→ TASK BRIEF: Select, from the data, each line where "below" occurs.

[DATA RECORDS — start]

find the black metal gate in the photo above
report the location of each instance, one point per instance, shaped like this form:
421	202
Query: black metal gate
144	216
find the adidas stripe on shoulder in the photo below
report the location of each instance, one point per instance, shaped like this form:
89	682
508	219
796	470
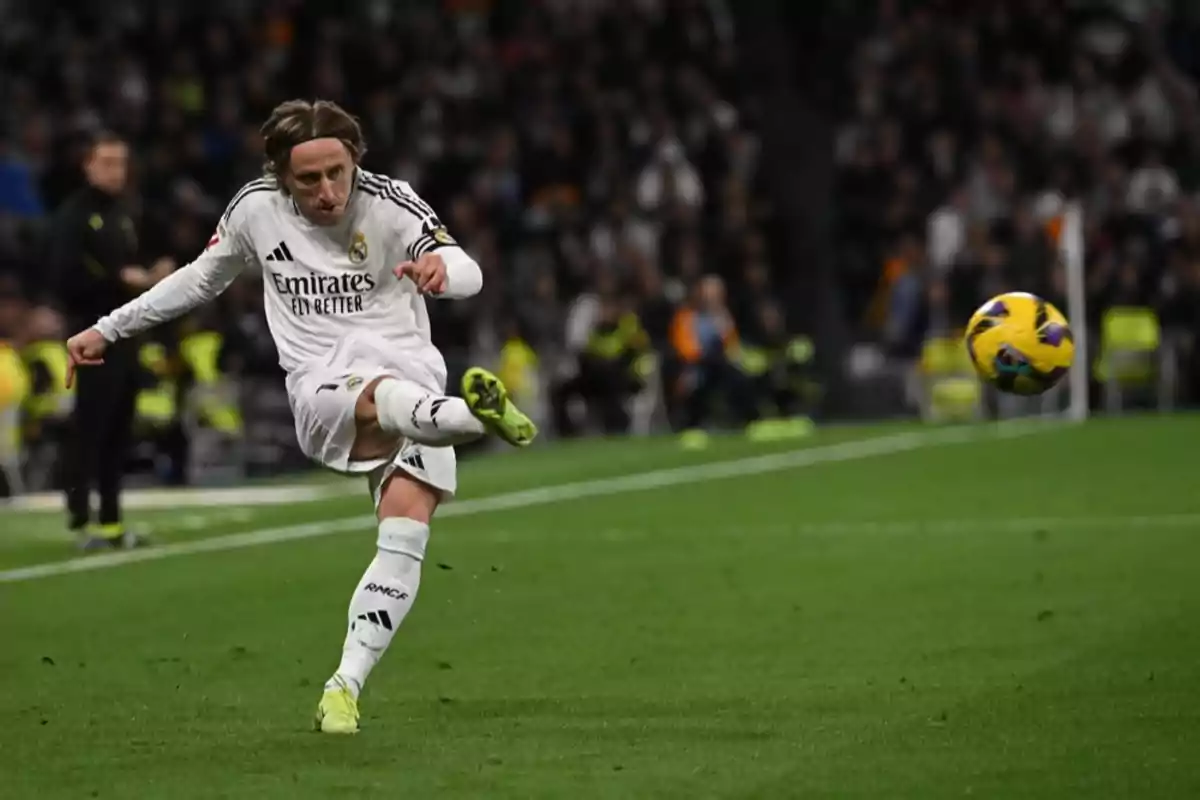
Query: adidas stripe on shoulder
395	192
252	187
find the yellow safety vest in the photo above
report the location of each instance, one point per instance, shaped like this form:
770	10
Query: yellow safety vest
156	404
201	352
13	389
57	398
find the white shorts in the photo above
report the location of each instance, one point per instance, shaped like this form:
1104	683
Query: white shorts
323	397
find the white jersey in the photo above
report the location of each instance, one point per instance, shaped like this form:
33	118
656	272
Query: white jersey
321	283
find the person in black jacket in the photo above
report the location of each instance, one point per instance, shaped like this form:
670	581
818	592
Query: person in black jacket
94	250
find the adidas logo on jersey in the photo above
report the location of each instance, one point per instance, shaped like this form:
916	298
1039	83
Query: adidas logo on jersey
281	253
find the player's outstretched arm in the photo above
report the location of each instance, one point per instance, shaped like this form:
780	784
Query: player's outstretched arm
173	296
449	272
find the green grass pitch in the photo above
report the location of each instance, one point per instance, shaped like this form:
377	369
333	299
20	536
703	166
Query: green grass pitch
1001	617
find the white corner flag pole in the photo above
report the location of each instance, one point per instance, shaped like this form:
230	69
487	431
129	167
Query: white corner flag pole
1072	250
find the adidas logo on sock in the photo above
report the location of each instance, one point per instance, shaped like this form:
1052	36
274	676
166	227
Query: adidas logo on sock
377	618
281	253
414	461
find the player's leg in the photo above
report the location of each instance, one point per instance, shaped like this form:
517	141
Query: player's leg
384	594
403	408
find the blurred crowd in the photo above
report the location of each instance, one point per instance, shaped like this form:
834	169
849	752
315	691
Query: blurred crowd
599	160
592	156
966	128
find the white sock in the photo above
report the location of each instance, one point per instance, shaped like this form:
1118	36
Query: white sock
426	417
383	599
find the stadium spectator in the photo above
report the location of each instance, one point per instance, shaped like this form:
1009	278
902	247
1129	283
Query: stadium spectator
705	341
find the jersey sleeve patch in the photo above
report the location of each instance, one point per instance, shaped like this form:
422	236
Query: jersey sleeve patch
433	235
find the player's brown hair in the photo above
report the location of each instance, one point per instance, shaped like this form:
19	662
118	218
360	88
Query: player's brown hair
297	121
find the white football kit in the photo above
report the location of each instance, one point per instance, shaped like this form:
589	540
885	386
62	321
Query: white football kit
339	316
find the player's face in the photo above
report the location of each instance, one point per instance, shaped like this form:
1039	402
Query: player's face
108	167
319	179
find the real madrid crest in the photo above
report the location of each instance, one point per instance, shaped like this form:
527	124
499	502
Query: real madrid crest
358	251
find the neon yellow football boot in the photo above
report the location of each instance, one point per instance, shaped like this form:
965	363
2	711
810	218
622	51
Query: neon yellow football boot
489	401
337	711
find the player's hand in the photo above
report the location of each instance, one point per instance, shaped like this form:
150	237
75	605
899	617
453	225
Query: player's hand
84	349
429	272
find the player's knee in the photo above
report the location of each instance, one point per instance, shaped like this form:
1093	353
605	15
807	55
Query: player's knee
403	497
365	410
403	536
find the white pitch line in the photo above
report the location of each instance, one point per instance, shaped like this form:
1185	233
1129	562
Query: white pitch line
603	487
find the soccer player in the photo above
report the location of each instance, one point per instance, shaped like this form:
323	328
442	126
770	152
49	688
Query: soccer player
348	258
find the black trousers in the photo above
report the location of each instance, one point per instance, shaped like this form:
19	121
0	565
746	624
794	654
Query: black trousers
102	426
717	377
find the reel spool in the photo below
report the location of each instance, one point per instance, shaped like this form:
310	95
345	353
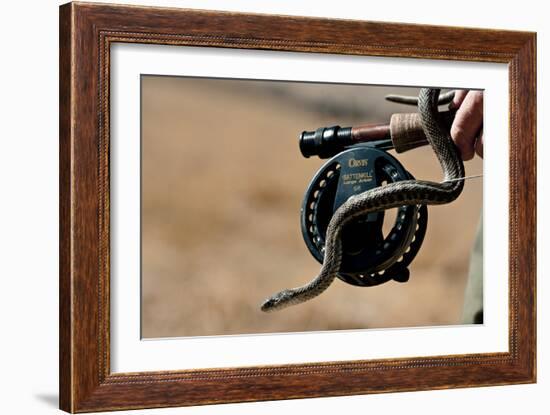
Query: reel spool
369	258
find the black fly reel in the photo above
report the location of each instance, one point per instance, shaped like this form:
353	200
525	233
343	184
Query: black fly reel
369	257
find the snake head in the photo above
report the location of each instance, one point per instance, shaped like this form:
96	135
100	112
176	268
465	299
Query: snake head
277	301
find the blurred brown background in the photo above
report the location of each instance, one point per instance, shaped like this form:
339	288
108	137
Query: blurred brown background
222	185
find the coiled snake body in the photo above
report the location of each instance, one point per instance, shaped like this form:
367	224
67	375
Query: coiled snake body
407	192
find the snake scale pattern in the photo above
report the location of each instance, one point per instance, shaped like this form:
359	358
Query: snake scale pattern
407	192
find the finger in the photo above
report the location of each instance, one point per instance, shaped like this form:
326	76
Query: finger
479	144
467	123
460	94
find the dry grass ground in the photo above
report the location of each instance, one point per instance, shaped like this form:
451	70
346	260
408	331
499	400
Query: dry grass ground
222	186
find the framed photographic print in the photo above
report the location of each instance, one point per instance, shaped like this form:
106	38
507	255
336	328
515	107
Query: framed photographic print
259	207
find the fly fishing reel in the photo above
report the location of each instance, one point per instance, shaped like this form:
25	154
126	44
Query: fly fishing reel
360	162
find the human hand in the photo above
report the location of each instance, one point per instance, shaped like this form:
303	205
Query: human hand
467	128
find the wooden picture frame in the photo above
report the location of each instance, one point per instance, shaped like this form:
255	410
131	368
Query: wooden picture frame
86	33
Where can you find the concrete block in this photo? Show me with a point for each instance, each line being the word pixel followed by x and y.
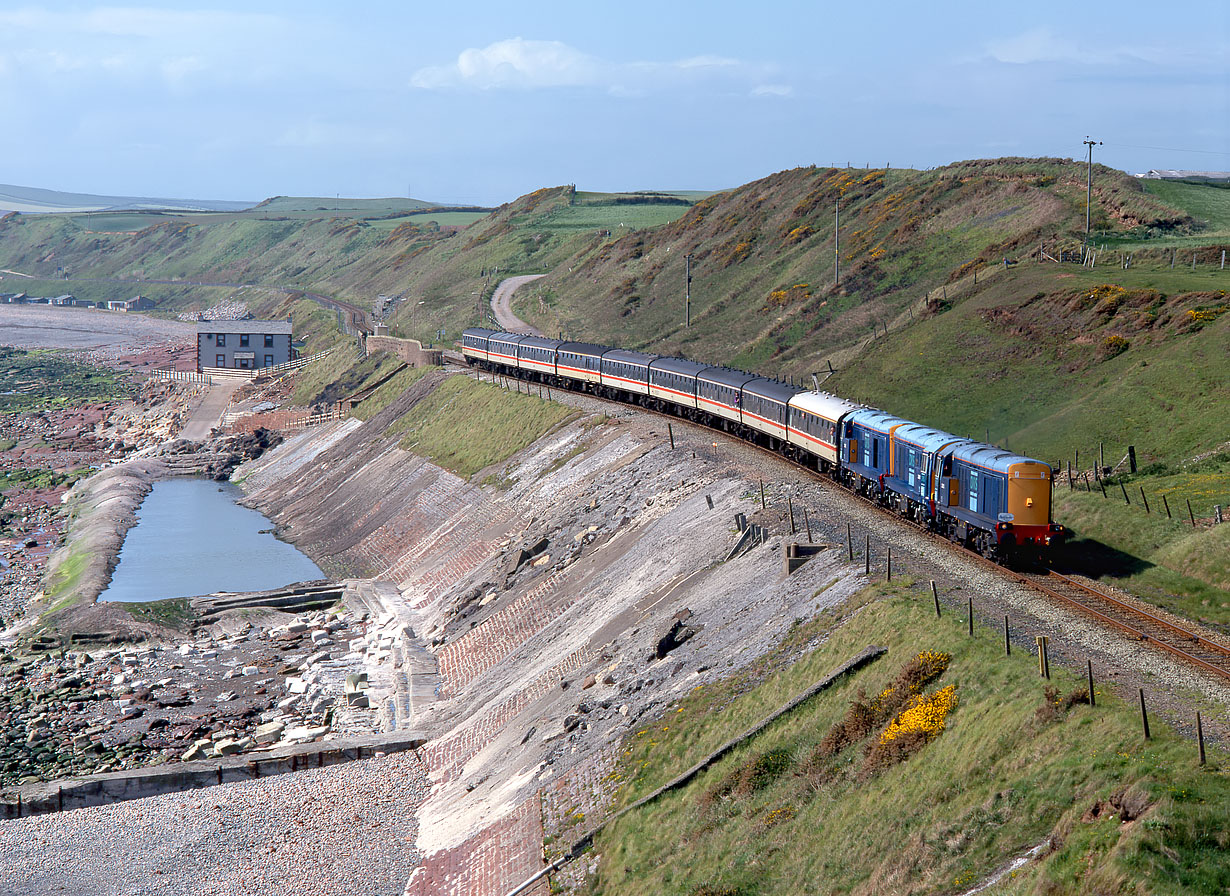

[DATA RECORDS — finish]

→ OUTPUT:
find the adidas stripe on shoulder in the photo below
find the reel spool in the photo below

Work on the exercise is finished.